SUPPLIED MATERIAL —
*** Block opens ***
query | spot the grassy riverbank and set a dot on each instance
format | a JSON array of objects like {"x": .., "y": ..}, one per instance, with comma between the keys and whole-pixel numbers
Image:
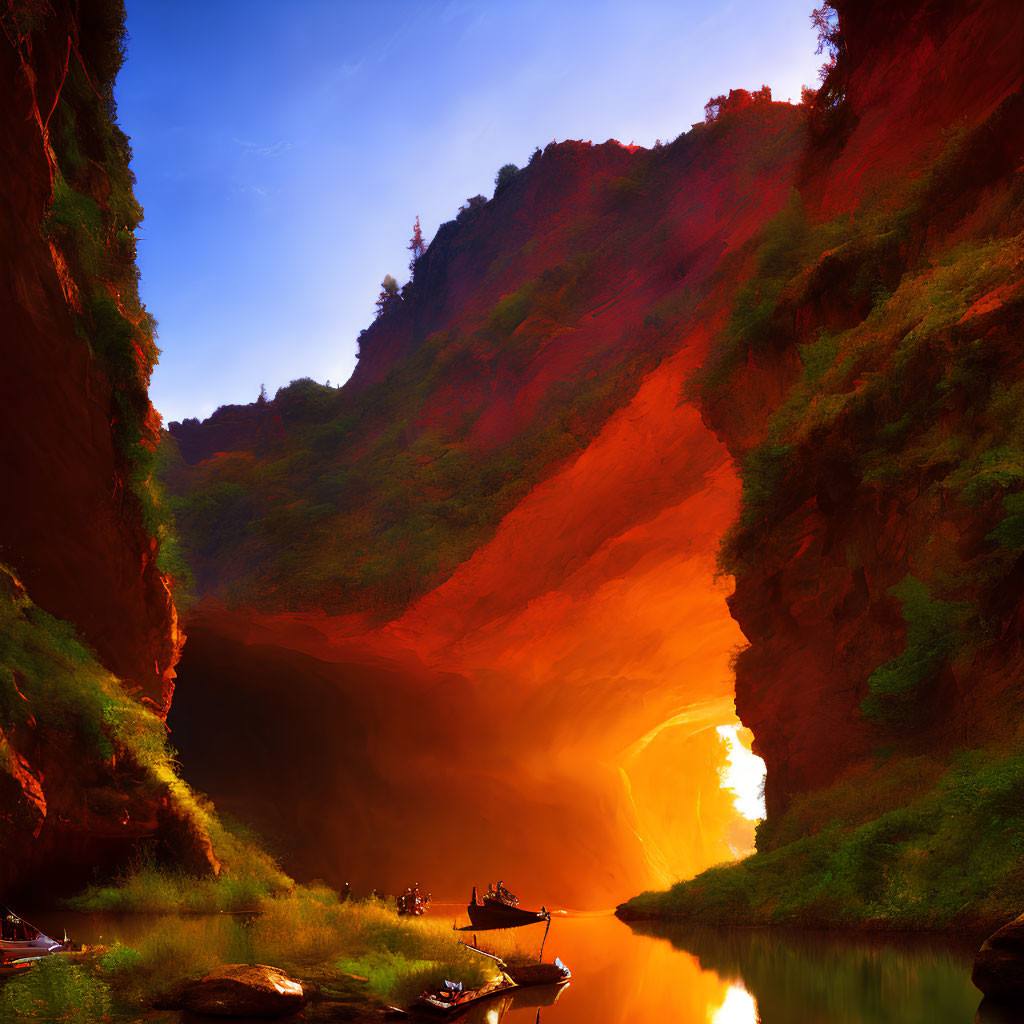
*** Block closes ***
*** Block opens ***
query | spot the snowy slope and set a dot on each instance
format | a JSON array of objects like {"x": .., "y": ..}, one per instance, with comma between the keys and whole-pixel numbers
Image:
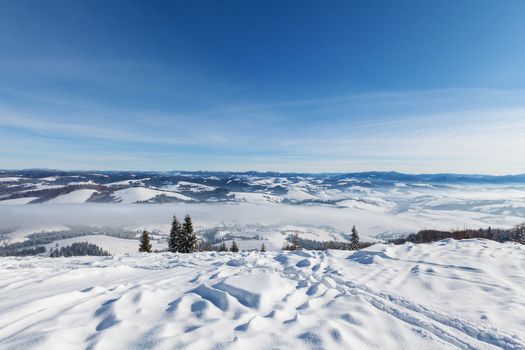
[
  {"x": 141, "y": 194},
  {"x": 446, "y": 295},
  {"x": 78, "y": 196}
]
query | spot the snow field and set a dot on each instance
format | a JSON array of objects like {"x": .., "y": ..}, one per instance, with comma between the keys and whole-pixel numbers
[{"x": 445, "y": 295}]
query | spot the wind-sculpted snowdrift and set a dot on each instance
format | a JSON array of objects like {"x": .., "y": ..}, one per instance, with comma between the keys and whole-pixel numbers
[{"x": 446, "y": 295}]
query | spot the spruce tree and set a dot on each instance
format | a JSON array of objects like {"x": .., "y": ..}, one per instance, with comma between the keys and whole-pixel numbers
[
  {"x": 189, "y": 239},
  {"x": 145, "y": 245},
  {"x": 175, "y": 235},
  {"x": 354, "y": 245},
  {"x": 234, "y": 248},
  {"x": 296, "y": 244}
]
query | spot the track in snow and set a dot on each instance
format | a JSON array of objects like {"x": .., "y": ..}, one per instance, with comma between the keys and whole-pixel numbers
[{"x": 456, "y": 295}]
*** Block closes ***
*** Block opens ***
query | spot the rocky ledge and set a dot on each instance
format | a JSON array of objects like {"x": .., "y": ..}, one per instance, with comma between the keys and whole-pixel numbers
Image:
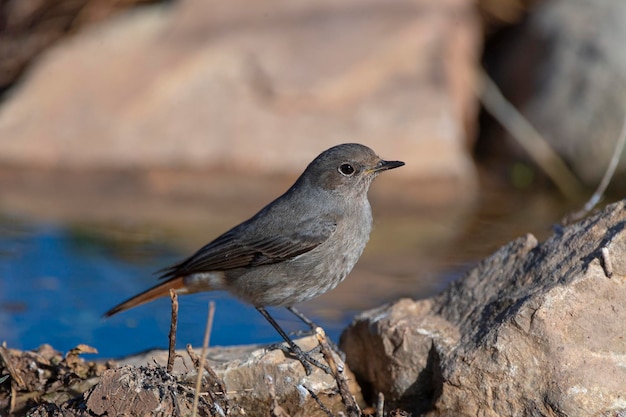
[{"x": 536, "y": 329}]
*** Block closes ***
AIM OF THE EXERCISE — Gather every line from the entries above where the word "query" appears, and copy them.

RESULT —
query | spot the grassy riverbank and set a dot on each instance
query | spot the snowy slope and set a dot on each instance
query | spot the snow field and set a dot on each instance
query | spot the wind-sculpted snowdrift and set a dot on each instance
query | spot the spruce tree and set a dot on each instance
query | spot the track in snow and set a dot on each instance
query | spot the rocky ledge and set a dot on each instance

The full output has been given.